### Information shown

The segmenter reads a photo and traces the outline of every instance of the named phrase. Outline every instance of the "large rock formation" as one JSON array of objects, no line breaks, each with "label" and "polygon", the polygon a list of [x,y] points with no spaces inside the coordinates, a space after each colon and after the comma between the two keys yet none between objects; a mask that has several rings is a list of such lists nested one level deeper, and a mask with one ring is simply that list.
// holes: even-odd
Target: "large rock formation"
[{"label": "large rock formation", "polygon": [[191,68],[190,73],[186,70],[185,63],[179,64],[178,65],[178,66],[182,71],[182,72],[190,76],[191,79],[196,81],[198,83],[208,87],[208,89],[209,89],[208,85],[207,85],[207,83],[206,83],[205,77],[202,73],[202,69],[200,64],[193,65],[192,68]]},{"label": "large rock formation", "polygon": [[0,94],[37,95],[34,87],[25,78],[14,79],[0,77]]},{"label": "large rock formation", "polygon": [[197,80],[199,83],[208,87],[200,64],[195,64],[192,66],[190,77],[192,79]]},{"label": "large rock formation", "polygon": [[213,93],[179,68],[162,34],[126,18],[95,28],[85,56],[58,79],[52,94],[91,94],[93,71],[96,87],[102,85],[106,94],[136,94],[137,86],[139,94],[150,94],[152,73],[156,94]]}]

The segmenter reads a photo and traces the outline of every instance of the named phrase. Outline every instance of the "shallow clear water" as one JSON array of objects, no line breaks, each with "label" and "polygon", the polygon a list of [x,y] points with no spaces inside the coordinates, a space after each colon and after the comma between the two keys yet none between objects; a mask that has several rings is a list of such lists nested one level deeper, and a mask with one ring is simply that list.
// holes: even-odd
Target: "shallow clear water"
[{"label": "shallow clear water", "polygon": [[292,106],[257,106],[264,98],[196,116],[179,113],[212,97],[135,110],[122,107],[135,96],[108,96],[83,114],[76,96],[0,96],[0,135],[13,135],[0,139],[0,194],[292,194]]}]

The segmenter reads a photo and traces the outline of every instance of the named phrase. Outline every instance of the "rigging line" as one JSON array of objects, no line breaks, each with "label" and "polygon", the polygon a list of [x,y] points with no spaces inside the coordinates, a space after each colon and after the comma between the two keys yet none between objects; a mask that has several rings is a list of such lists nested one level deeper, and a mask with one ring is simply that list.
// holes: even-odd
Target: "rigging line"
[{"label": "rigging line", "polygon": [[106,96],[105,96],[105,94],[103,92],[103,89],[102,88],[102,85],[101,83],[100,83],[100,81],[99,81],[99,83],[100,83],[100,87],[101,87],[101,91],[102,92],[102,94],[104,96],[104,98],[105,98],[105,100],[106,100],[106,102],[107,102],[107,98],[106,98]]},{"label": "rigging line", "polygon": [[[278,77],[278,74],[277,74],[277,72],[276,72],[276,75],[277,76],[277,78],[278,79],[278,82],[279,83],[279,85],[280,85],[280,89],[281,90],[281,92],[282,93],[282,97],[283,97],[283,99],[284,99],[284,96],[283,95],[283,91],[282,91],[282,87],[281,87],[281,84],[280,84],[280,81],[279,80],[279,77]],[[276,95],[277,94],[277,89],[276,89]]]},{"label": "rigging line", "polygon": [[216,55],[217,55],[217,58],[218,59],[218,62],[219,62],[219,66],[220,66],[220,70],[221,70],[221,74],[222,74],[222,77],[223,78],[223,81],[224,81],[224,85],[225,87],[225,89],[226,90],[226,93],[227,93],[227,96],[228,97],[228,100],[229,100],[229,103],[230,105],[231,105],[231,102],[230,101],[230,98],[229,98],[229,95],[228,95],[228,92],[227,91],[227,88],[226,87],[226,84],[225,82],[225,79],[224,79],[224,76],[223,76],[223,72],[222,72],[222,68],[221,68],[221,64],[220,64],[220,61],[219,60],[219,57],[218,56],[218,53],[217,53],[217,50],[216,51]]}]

######

## What you will do
Repeat the listing exactly, from its first line to its last.

## Task response
The segmenter reads a photo and traces the outline of every instance of the named phrase. Outline every instance of the "large rock formation" as one JSON array of objects, no line breaks, each with "label" and "polygon", the polygon a list of [x,y] points with no spaces inside the coordinates, a space after each colon and after the comma between the two keys yet none between objects; a mask that has several rings is a list of such lists nested one level deeper, and a mask with one ring is simply that list.
// holes: even-odd
Target: "large rock formation"
[{"label": "large rock formation", "polygon": [[191,68],[190,73],[186,70],[185,63],[179,64],[178,65],[178,66],[182,71],[182,72],[190,76],[191,79],[196,81],[198,83],[208,87],[208,89],[209,89],[208,85],[207,85],[207,83],[206,83],[205,77],[202,73],[202,69],[200,64],[193,65],[192,68]]},{"label": "large rock formation", "polygon": [[0,94],[37,95],[34,87],[25,78],[14,79],[0,77]]},{"label": "large rock formation", "polygon": [[197,80],[199,83],[208,87],[200,64],[195,64],[192,66],[190,77],[192,79]]},{"label": "large rock formation", "polygon": [[213,93],[179,68],[162,34],[126,18],[95,28],[85,56],[58,79],[52,94],[91,94],[93,71],[96,87],[102,85],[106,94],[136,94],[137,86],[139,94],[150,94],[152,73],[156,94]]}]

The segmenter reads a photo and traces the outline of every instance of the named phrase. Outline every instance of the "shallow clear water" as one JSON array of objects, no line breaks, each with "label" and "polygon", the polygon a list of [x,y] points with no spaces inside the coordinates, a space after each colon and after the comma between the two keys yet none between objects; a mask that has several rings is a list of such lists nested one level deeper, and a mask with one ring is simply that list.
// holes: even-odd
Target: "shallow clear water"
[{"label": "shallow clear water", "polygon": [[292,106],[257,106],[264,98],[196,116],[179,113],[212,97],[135,110],[122,107],[135,96],[108,96],[83,114],[76,96],[0,96],[0,135],[13,135],[0,139],[0,194],[292,194]]}]

The segmenter reads a photo and traces the outline of every instance of the named phrase. Outline every instance of the "rigging line" as one JSON array of objects, no line breaks, each with "label" and "polygon", the polygon a list of [x,y] points with no spaces inside the coordinates, a space after each colon and after the comma between the two keys yet none between objects; a mask that has several rings is a list of such lists nested one level deeper, and a mask with one ring is simply that list.
// holes: even-odd
Target: "rigging line"
[{"label": "rigging line", "polygon": [[106,96],[105,96],[105,94],[103,92],[103,89],[102,88],[102,85],[101,83],[100,83],[100,81],[99,81],[99,83],[100,83],[100,87],[101,87],[101,91],[102,92],[102,94],[104,96],[104,98],[105,98],[105,100],[106,100],[106,102],[107,102],[107,98],[106,98]]},{"label": "rigging line", "polygon": [[[278,77],[278,74],[277,74],[277,72],[276,72],[276,75],[277,76],[277,78],[278,79],[278,82],[279,83],[279,85],[280,85],[280,89],[281,90],[281,92],[282,93],[282,97],[283,97],[283,99],[284,99],[284,96],[283,95],[283,91],[282,91],[282,87],[281,87],[281,84],[280,84],[280,81],[279,80],[279,77]],[[276,95],[277,94],[277,89],[276,89]]]},{"label": "rigging line", "polygon": [[216,55],[217,55],[217,58],[218,59],[218,62],[219,62],[219,66],[220,66],[220,70],[221,70],[221,74],[222,74],[222,77],[223,78],[223,81],[224,81],[224,85],[225,87],[225,89],[226,90],[226,93],[227,93],[227,96],[228,97],[228,100],[229,100],[229,103],[230,105],[231,105],[231,102],[230,101],[230,98],[229,98],[229,95],[228,95],[228,92],[227,91],[227,88],[226,87],[226,84],[225,82],[225,79],[224,79],[224,76],[223,76],[223,72],[222,72],[222,68],[221,68],[221,64],[220,64],[220,61],[219,60],[219,57],[218,56],[218,53],[217,53],[217,50],[216,51]]}]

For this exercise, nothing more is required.